WHAT TO WORK ON: Render the entries as a Markdown table with two columns, Row and Entry line, giving one non-blank line per row and leaving out blank lines.

RECORD EXCERPTS:
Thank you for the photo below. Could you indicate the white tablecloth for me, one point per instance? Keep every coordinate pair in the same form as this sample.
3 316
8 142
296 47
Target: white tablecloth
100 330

FINISHED TASK:
| Row | Entry line |
|---|---|
| 1 | Thank you for the photo below. Could you indicate the white tablecloth for me, one point per instance? Keep every coordinate pair in the same form as this sample. |
| 2 | 3 316 |
| 3 | 8 142 |
| 4 | 296 47 |
| 5 | Target: white tablecloth |
| 6 | 100 330 |